— Begin TEXT EXCERPT —

Posts Tagged ‘Ingrid Bergman’

WE, THE WOMEN (Roberto Rossellini, Luchino Visconti, Luigi Zampa, Gianni Franciolini, Alfredo Guarini, 1953)

June 5, 2012

Called in the U.S. either We, the Women or Of Life and Love, Siamo donne is a composite film from Italy whose overall idea legendary screenwriter Cesare Zavattini originated. Each of four segments showcases a major star/actress; one tedious segment, with a labored postmodern spin, a starlet. The four “celebrities,” each ostensibly playing herself, are Ingrid Bergman, Anna Magnani, Isa Miranda and Alida Valli. Each segment is directed by someone else; for instance, her husband, Roberto Rossellini, directed Bergman’s segment, while Luchino Visconti directed Magnani’s.

Giving an exquisite performance that borders on delicate tragedy, Valli also is beauteous and glamorous almost beyond belief in her segment directed by Gianni Franciolini. (It is ironically launched by an unflattering glimpse of Valli as she is readied for the party that occupies most of the segment.) However, gossip-mongers as we are, our principal anticipation centers on the two titans who successively shared Rossellini’s bed: Magnani and Bergman. One disappoints; the other soars.

Despite the satirical brilliance of their collaboration with Bellissima (1951), Visconti and Magnani are involved in a forced farcical episode where, en route to the theater where she is performing, Magnani is being driven around Rome, where she is dispensing diva-dimensional gaiety and (intentionally) ill-fitting glamor at different stops. What a downer all this is—and coming at the tail end of the film. Filmmaker and star fail to conjure the comic fantasy they intended; spirits never quite lift off the ground.

— End TEXT EXCERPT —

EXERCISES TO COMPLETE:
1. In the review of We, the Women, who directed Alida Valli's segment?
2. Carry the review of We, the Women forward, starting after its last sentence about the spirits never quite lifting off the ground.

— Begin RECORDS SHOWN —

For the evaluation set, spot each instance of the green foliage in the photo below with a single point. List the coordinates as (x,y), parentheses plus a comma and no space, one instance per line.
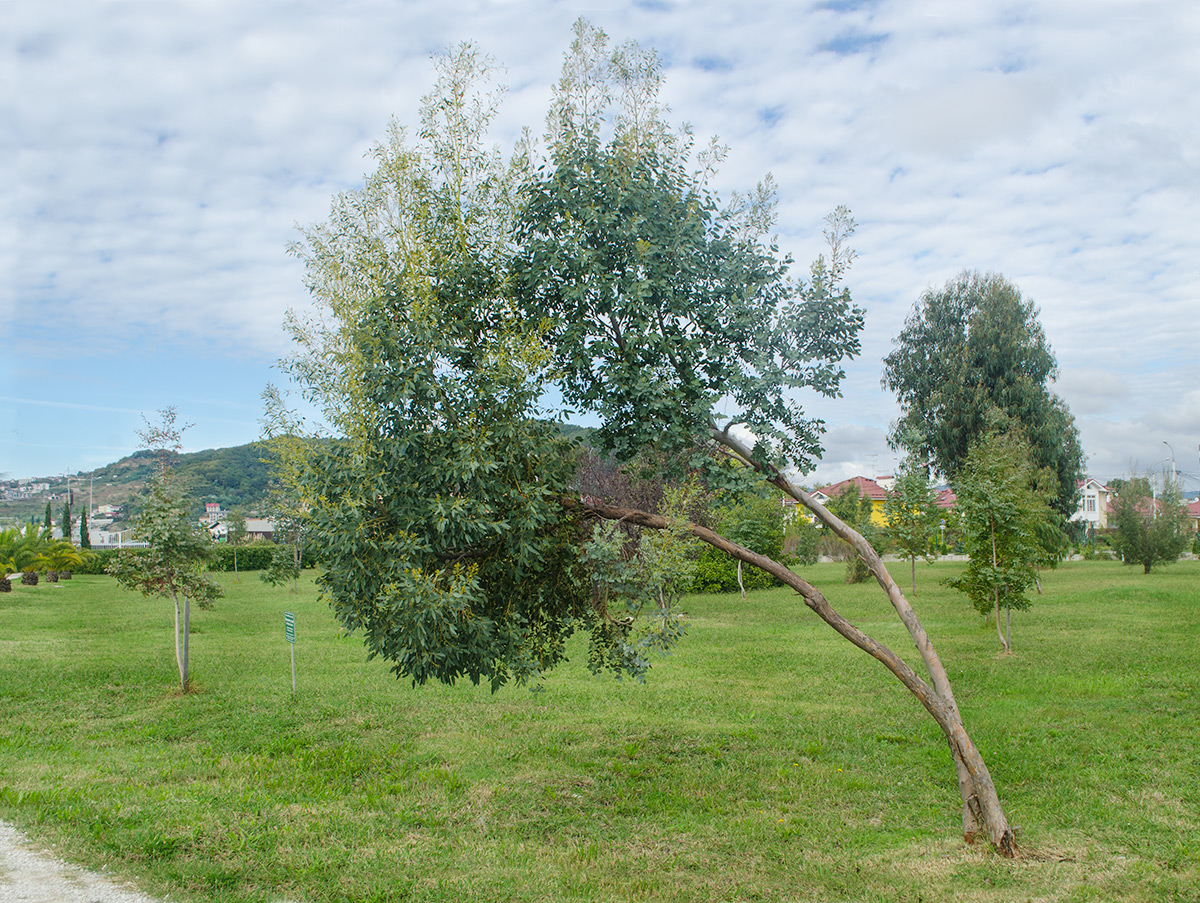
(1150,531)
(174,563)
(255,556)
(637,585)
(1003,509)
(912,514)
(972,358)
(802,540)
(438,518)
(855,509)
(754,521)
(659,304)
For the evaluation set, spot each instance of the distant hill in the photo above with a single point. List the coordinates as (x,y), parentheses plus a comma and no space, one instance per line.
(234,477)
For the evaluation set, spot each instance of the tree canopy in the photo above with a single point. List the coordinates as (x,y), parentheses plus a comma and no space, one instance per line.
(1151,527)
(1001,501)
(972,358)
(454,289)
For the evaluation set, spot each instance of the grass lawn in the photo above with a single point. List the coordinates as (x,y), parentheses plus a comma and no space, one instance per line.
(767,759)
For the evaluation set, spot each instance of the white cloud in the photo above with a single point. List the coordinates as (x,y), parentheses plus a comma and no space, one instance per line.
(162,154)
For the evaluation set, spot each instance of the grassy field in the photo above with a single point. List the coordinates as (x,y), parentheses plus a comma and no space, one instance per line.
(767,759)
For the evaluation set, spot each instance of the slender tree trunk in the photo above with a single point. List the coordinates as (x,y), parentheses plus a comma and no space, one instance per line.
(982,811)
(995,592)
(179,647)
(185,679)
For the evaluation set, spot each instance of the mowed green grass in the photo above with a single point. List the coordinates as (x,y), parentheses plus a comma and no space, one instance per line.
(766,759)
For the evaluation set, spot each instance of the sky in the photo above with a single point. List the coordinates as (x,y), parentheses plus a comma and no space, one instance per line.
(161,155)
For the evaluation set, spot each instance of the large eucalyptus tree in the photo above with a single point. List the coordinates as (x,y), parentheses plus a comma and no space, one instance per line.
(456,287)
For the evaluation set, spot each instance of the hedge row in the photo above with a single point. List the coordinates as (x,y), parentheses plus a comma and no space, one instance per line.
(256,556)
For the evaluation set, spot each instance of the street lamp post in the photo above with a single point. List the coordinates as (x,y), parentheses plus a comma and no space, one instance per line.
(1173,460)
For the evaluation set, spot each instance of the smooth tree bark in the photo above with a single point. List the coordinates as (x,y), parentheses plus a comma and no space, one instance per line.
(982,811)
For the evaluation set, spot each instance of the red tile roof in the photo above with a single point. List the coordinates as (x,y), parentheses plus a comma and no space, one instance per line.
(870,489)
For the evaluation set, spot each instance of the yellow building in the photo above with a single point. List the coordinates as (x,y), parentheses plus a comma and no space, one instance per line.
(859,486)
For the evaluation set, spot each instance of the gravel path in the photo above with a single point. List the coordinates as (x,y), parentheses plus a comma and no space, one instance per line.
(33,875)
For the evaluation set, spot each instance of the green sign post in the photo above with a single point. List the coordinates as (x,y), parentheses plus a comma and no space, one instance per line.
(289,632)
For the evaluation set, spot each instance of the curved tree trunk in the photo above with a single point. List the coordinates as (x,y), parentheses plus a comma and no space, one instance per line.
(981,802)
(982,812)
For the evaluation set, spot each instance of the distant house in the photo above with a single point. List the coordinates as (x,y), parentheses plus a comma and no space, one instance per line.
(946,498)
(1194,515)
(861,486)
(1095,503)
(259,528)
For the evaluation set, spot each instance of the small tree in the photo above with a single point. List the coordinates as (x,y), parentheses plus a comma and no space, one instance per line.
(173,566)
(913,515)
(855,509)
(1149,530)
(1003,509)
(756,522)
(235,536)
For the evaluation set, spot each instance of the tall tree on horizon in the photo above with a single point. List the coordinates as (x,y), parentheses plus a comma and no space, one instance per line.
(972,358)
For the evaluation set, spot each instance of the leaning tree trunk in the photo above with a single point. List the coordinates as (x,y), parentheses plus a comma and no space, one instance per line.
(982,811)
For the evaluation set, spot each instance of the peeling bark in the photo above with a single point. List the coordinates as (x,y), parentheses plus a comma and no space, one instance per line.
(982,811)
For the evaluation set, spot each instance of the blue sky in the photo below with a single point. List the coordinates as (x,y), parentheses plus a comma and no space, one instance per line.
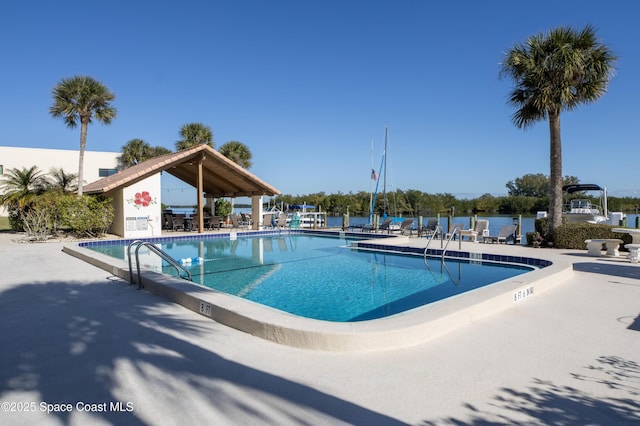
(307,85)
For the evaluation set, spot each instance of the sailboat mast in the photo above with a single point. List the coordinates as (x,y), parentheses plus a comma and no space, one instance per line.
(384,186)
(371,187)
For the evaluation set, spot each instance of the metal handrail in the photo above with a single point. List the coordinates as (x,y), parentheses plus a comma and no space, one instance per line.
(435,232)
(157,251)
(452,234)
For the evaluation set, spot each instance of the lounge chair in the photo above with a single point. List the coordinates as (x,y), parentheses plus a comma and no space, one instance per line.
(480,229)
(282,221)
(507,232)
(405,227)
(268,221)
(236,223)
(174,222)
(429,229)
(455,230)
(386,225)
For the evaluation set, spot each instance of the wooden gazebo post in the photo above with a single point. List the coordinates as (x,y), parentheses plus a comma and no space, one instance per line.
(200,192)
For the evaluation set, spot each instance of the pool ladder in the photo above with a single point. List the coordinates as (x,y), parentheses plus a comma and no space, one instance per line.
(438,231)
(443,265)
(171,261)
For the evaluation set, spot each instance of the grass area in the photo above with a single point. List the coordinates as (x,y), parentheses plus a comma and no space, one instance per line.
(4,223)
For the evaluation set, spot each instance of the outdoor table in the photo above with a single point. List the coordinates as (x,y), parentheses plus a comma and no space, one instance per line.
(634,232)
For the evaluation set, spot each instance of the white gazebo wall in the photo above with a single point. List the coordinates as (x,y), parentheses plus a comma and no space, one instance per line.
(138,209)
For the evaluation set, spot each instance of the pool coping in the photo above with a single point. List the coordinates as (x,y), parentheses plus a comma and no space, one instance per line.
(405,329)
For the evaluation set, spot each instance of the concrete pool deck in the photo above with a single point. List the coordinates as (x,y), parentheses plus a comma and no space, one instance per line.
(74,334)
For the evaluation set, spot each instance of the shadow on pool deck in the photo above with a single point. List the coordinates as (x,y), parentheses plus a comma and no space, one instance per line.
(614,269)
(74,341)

— End RECORDS SHOWN —
— Begin RECORDS SHOWN —

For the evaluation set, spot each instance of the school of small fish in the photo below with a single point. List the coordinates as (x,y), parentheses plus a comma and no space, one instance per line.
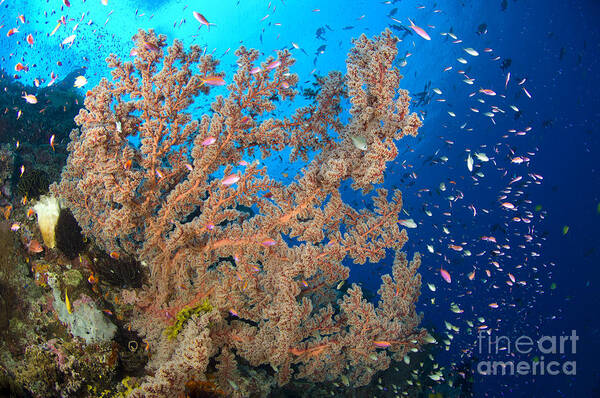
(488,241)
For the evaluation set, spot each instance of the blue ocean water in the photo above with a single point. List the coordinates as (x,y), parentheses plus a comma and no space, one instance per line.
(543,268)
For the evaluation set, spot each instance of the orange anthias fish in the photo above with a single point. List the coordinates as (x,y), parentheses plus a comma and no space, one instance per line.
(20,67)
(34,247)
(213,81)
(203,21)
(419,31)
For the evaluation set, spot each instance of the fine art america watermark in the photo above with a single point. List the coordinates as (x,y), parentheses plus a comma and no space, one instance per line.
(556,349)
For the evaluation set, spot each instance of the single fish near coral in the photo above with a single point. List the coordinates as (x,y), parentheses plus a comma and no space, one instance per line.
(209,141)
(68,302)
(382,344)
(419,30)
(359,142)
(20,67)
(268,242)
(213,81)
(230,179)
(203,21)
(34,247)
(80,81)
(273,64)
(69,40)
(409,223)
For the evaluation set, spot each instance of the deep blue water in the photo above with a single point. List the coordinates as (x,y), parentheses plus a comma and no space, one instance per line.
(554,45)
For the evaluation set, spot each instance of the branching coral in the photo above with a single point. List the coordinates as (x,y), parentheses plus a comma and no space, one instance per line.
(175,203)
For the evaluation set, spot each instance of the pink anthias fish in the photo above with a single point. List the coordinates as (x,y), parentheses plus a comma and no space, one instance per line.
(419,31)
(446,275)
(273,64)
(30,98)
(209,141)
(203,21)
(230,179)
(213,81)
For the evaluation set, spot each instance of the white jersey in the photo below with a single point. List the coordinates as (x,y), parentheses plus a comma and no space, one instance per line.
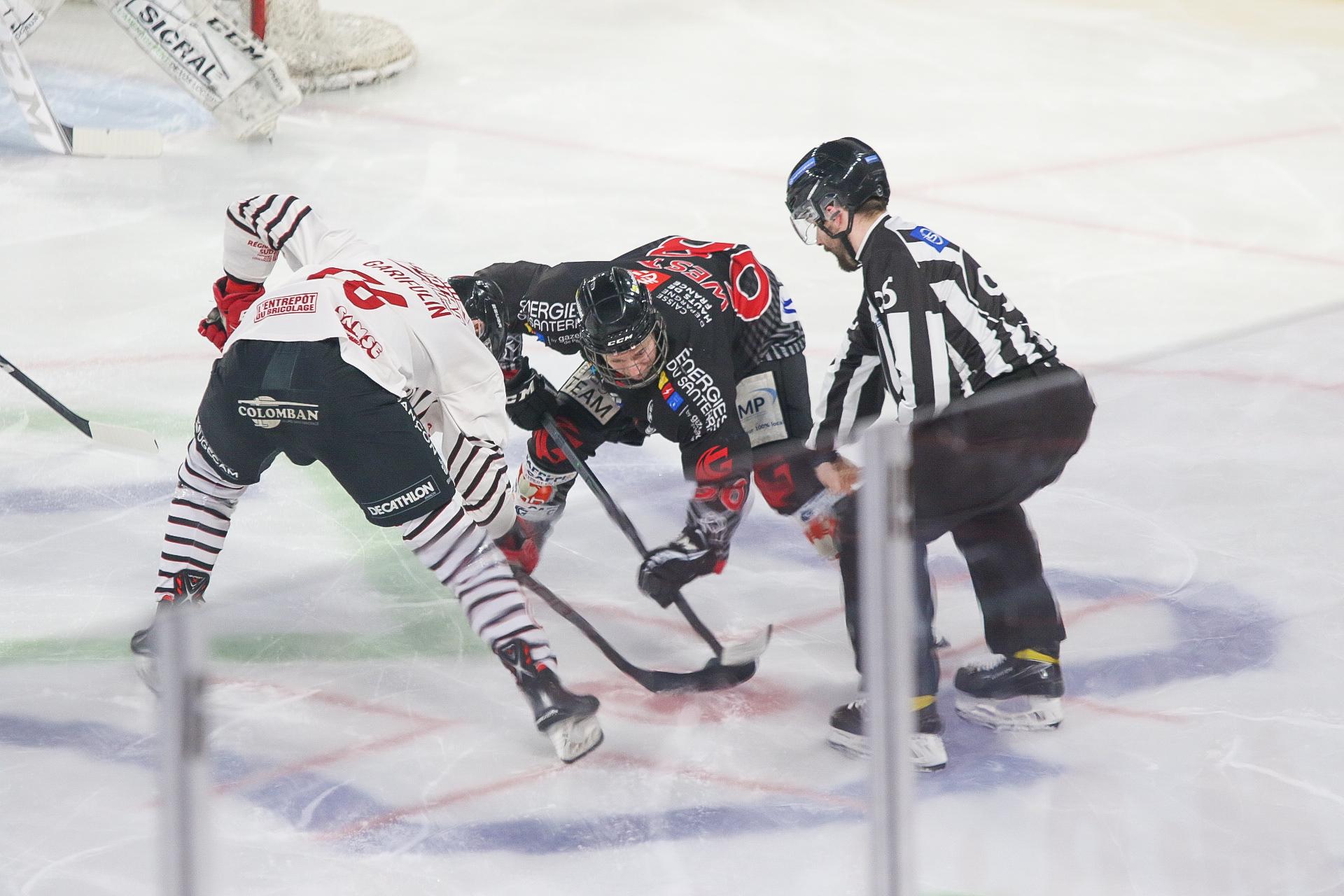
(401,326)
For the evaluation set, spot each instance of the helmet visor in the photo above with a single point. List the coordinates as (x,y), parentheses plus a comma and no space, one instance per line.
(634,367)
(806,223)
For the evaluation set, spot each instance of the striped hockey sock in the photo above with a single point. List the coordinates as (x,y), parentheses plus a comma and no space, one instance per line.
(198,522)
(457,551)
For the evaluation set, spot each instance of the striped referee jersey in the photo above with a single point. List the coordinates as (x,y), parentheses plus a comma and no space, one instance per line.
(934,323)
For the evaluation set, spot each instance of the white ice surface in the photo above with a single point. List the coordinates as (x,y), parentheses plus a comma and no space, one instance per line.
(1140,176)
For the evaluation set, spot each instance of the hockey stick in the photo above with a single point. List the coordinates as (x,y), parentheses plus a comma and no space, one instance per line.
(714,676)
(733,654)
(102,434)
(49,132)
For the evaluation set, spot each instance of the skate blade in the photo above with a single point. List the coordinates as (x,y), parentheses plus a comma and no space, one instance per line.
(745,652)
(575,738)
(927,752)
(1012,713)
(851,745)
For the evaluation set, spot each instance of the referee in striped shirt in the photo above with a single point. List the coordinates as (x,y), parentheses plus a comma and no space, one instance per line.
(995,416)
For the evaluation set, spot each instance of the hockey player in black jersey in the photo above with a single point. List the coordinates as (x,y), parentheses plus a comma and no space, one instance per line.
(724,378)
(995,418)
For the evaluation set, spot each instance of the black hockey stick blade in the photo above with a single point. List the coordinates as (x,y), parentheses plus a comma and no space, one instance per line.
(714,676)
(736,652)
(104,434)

— End RECORDS SHOWN —

RESULTS FOR EACH TASK:
1. Gianni Franciolini

2.
But Rossellini’s contribution had me wiping away tears of laughter. I know, I know: Rossellini—funny? On this occasion, the generally tragic artist, as he and his wife go about debunking her myth, are a dazzling riot.

Bergman, expecting guests for lunch, discovers a crime on her grounds: her carefully groomed rose-bed has been utterly ruined! Did the kids do this? The dog? The culprit turns out to be her neighbor’s chicken! The spectacle of Bergman’s pursuit of the dumb bird, urged to the boiling point by her irresponsible neighbor’s condescension, unfolds outdoors and in-; in addition to providing an unexpected vision of Bergman engaged in lovely slapstick, the ordeal also provides superlative respites where she speaks directly into the camera. At the last she explains she wasn’t really trying to kill the chicken, at which she has directed her dog, but hoping to give it a good scare, even if this meant—for the chicken—a heart attack! Wait till the U.S. Congress hears about this!

Bergman’s agile, beautiful acting, lightning-quick yet throughly relaxed, is a sight to behold. This is by far her best comic performance, including the  one that brought her her third Oscar.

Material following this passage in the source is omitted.